*** Opening Supplied material ***

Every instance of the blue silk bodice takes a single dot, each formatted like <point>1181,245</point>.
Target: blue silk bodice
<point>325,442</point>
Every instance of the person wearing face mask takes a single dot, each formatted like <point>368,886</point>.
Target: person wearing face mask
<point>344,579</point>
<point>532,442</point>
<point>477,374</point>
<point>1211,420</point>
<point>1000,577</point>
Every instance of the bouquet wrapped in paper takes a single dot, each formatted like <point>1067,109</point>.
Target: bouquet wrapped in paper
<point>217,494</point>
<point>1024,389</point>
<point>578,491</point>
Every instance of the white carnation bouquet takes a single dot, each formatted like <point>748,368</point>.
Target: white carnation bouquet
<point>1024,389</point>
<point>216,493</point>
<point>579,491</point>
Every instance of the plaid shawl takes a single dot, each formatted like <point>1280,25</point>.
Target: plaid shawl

*** Closing Supplied material ***

* [Your task] The lines from the one holding "Every instance of the bouquet" through the end of the listing above are to be written out exactly, both ends included, and no others.

* [Answer section]
Every instance of the bouquet wrapped in paper takes a single dot, each formatted like <point>1067,109</point>.
Target: bouquet wrapped in paper
<point>217,494</point>
<point>1024,389</point>
<point>578,491</point>
Every instance of the white carnation bouquet takes a single dot, each formatted like <point>748,368</point>.
Target: white carnation bouquet
<point>1024,389</point>
<point>216,493</point>
<point>579,491</point>
Every instance of the plaid shawl takes a single dot, each formatted like <point>1280,25</point>.
Target: plaid shawl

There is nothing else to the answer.